§ **PROBLEM STATEMENT**
Recast every line of the items below as a JSON list of strings, with one string per line and blank lines left out.

+++ RECORDS FOR THIS EXERCISE

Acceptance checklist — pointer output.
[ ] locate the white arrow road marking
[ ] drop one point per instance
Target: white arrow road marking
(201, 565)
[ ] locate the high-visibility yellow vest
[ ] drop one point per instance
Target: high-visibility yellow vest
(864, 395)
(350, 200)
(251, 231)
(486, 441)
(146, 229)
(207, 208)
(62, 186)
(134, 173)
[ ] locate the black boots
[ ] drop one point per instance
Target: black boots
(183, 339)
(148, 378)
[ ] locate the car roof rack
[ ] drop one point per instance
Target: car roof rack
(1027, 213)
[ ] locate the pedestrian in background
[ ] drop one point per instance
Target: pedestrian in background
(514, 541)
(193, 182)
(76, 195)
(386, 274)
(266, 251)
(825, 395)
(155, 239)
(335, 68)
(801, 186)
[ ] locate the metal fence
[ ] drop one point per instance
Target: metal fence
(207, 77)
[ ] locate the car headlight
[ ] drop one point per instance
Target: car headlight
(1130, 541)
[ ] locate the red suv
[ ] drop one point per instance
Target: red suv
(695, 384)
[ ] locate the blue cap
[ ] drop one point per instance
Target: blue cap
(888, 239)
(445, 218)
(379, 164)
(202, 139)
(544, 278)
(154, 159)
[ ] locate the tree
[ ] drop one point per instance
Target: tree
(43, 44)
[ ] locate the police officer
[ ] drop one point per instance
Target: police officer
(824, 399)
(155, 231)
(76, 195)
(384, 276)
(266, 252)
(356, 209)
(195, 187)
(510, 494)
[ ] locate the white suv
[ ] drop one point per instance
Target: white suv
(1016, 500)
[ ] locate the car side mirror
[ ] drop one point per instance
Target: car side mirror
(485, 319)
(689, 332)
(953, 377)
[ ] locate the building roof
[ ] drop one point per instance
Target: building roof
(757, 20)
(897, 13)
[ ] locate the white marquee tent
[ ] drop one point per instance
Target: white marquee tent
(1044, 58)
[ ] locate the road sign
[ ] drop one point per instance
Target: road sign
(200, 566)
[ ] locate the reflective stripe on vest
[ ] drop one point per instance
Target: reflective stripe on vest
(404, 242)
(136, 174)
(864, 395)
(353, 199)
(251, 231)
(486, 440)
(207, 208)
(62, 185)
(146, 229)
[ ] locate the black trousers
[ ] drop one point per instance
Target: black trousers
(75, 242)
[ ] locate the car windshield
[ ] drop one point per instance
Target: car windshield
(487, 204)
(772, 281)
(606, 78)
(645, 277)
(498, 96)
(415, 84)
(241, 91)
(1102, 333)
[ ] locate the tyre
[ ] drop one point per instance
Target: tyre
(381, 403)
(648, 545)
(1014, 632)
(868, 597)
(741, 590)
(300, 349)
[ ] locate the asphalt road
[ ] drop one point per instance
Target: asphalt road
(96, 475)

++++++

§ **CORRECT OUTPUT**
[
  "Acceptance checklist — pointer output.",
  "[ ] locate the white arrow road marking",
  "[ ] drop one point per instance",
  "Target: white arrow road marking",
  "(201, 565)",
  "[ ] locate the high-visibility yellow vest",
  "[ ] drop one point per instance",
  "Target: high-visibility yellow vest",
  "(864, 395)",
  "(350, 200)",
  "(251, 231)",
  "(486, 441)",
  "(146, 229)",
  "(207, 208)",
  "(62, 186)",
  "(134, 173)",
  "[ ] locate the black boots",
  "[ ] drop one point per instance",
  "Target: black boots",
  "(183, 339)",
  "(148, 378)",
  "[ ] locate the car roof rack",
  "[ ] drop one point per instance",
  "Target: car roof rack",
  "(1027, 213)",
  "[ ] locate the pedestrian in background",
  "[ ] drop one point per instance",
  "Target: pedestrian in background",
  "(514, 541)",
  "(193, 182)",
  "(76, 195)",
  "(386, 274)",
  "(266, 251)",
  "(825, 395)",
  "(155, 239)",
  "(335, 68)",
  "(801, 186)",
  "[ ] locate the metal fence",
  "[ ] drop one point per instance",
  "Target: metal fence",
  "(207, 77)",
  "[ ] locate the car headlight",
  "[ ] drop one point per instance",
  "Target: car headlight",
  "(1130, 541)",
  "[ ] locate the red suv",
  "[ ] drop one point per instance",
  "Target: red suv",
  "(695, 384)",
  "[ ] locate the blue cap",
  "[ ] drop one point per instance",
  "Target: blue cap",
  "(888, 239)",
  "(445, 218)",
  "(379, 164)",
  "(202, 139)",
  "(544, 278)",
  "(154, 159)",
  "[ ] locate the tree",
  "[ ] drop one point per instance",
  "Target: tree",
  "(43, 44)",
  "[ ] locate the police officer",
  "[ ] drop one point per instance",
  "Target: police officer",
  "(824, 399)",
  "(155, 231)",
  "(76, 195)",
  "(384, 276)",
  "(266, 252)",
  "(356, 209)",
  "(195, 187)",
  "(510, 494)",
  "[ ] locate the white suv",
  "[ ] drop one point per instance",
  "Target: white suv",
  "(1016, 500)",
  "[ ] locate the car side mirror",
  "[ ] drop one point per instance",
  "Target: car side mirror",
  "(485, 319)",
  "(689, 332)",
  "(953, 377)",
  "[ ] locate the building roof",
  "[ ] drop one point per instance",
  "Target: building roof",
  "(757, 20)",
  "(897, 13)",
  "[ ] locate the white marquee tent",
  "[ ] drop one point per instance",
  "Target: white marquee tent",
  "(1044, 58)",
  "[ ] locate the road sign",
  "[ ] drop one point per instance",
  "Target: road sign",
  "(200, 566)",
  "[ ] locate the reflective stripe on vest",
  "[ ] drop one point per instance",
  "Target: reflective stripe on vest",
  "(404, 242)",
  "(136, 174)",
  "(864, 395)",
  "(353, 199)",
  "(251, 231)",
  "(486, 440)",
  "(207, 208)",
  "(62, 185)",
  "(146, 229)",
  "[ ] locate the black trousers",
  "[ ] drop one point per instance",
  "Target: black trousers",
  "(75, 242)",
  "[ ] locate the car windshield",
  "[ ] drop one point per instance",
  "Target: car windshield",
  "(487, 204)",
  "(772, 281)",
  "(606, 78)",
  "(645, 277)",
  "(498, 96)",
  "(415, 84)",
  "(241, 91)",
  "(1102, 333)",
  "[ ] locate the tyre",
  "[ ] drop one point per instance",
  "Target: tyre",
  "(381, 403)",
  "(648, 545)",
  "(1014, 632)",
  "(868, 597)",
  "(741, 590)",
  "(300, 349)",
  "[ ] locate the asphalt road",
  "[ ] drop one point per instance",
  "Target: asphalt road",
  "(96, 475)"
]